Items from a labeling collection
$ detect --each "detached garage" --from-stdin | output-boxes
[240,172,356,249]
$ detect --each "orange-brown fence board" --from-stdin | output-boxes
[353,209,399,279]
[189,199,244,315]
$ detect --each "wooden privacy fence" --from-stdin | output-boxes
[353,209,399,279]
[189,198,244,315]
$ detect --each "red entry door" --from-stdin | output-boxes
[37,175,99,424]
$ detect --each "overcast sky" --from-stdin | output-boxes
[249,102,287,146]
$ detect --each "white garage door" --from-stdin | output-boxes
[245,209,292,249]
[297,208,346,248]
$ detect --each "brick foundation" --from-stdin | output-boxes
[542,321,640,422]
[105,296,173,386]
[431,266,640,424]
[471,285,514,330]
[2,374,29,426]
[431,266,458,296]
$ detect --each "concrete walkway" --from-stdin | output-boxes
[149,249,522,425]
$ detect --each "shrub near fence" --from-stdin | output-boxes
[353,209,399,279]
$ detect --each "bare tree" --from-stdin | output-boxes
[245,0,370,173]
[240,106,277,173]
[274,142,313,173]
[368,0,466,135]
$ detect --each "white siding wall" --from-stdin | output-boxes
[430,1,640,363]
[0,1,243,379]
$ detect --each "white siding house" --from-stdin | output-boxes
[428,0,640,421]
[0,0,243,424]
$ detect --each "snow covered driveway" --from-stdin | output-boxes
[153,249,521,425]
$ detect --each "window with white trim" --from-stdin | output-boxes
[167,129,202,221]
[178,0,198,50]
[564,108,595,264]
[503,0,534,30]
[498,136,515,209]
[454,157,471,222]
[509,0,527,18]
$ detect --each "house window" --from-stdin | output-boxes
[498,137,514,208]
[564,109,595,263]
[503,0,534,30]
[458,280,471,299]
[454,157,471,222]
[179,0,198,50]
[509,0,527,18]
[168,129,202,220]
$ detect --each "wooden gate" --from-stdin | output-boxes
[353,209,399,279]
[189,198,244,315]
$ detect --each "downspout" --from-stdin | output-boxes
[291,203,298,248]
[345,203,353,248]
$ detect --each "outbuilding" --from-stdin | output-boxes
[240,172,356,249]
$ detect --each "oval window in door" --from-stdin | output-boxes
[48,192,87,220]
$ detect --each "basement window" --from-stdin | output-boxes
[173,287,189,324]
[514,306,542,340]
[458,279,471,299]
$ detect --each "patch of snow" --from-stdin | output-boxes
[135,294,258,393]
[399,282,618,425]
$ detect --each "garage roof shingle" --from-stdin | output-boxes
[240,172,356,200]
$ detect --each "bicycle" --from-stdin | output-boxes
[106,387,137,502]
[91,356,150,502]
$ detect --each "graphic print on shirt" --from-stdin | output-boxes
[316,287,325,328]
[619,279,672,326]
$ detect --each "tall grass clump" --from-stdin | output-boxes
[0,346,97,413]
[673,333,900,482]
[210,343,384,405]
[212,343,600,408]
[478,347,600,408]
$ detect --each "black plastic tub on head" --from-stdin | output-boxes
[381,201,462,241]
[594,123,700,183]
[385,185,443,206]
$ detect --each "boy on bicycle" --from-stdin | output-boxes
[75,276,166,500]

▶ [GIVEN INSTRUCTION]
Return the whole listing exactly.

▶ [OUTPUT]
$ detect --each "detached garage" --from-stdin | output-boxes
[240,172,356,249]
$ detect --each "orange-brown fence board" --from-stdin | output-boxes
[353,209,399,279]
[189,199,244,315]
$ detect --each "wooden privacy fence" --from-stdin | output-boxes
[353,209,399,279]
[189,198,244,315]
$ detect --each "red entry door" --from-stdin | output-boxes
[37,175,99,424]
$ detect --each "overcast sky" --from-stdin | output-boxes
[249,102,287,146]
$ detect --each "white garage door" --from-stdin | output-boxes
[245,209,292,249]
[297,208,346,248]
$ detect --each "brick foundation" --from-stdin | output-boxes
[542,321,640,422]
[105,296,173,386]
[431,266,640,424]
[471,285,514,330]
[2,374,29,426]
[431,266,458,296]
$ detect --each "concrete walkway" --from-stdin | output-boxes
[149,249,522,425]
$ detect --each "shrub near fence" --from-stdin | output-boxes
[353,209,399,279]
$ detect --each "bare tree" --from-stdin | output-boxes
[245,0,370,173]
[240,106,277,173]
[274,142,313,173]
[368,0,466,135]
$ detect --each "white siding wall" --from-stdin | output-boxes
[430,1,640,363]
[0,1,243,379]
$ detect --each "white siding house" --from-stdin | output-boxes
[428,0,640,421]
[0,0,243,424]
$ detect --each "snow covered driveway" --from-stdin | output-boxes
[153,249,521,425]
$ detect --each "window with white trim" --from-stdin | output-boxes
[167,129,202,221]
[178,0,198,50]
[564,108,595,264]
[503,0,534,30]
[498,136,515,209]
[454,157,471,222]
[509,0,527,18]
$ detect --each "house window" --from-stdin | output-boxes
[498,137,514,208]
[564,109,595,263]
[503,0,534,30]
[458,280,471,299]
[454,157,471,222]
[179,0,198,50]
[509,0,527,18]
[168,129,202,220]
$ detect --each "wooden gate" --from-stdin | output-boxes
[353,209,399,279]
[189,198,244,315]
$ detect --each "downspout" --from-stdin | output-boxes
[291,203,298,248]
[345,203,353,248]
$ detect --each "outbuilding" --from-stdin | output-boxes
[240,172,356,249]
$ detect --each "oval window in door" --from-stdin | output-boxes
[48,192,87,220]
$ detect --each "basement window" --from-stdin | output-boxes
[173,287,189,324]
[514,306,542,340]
[458,279,471,299]
$ detect --each "patch of snow" --from-stdin | output-boxes
[135,294,258,393]
[399,282,618,425]
$ detect --each "garage roof shingle" --from-stdin | output-boxes
[240,172,356,200]
$ detect --each "bicycle" --from-stdin | output-boxes
[106,387,137,502]
[91,356,150,502]
$ detect --each "graphic print on shirt" --from-stdin | output-boxes
[316,287,325,328]
[619,279,672,326]
$ detect --each "tall grass clump" --from-stdin | output-boxes
[0,346,97,413]
[673,333,900,482]
[210,343,384,405]
[212,343,600,408]
[478,347,600,408]
$ detect --each "black plastic tub on head" --from-stdin | output-boxes
[381,201,462,241]
[594,123,700,183]
[385,185,443,206]
$ detect --each "boy on bicycle" --from-stdin | output-boxes
[75,276,166,500]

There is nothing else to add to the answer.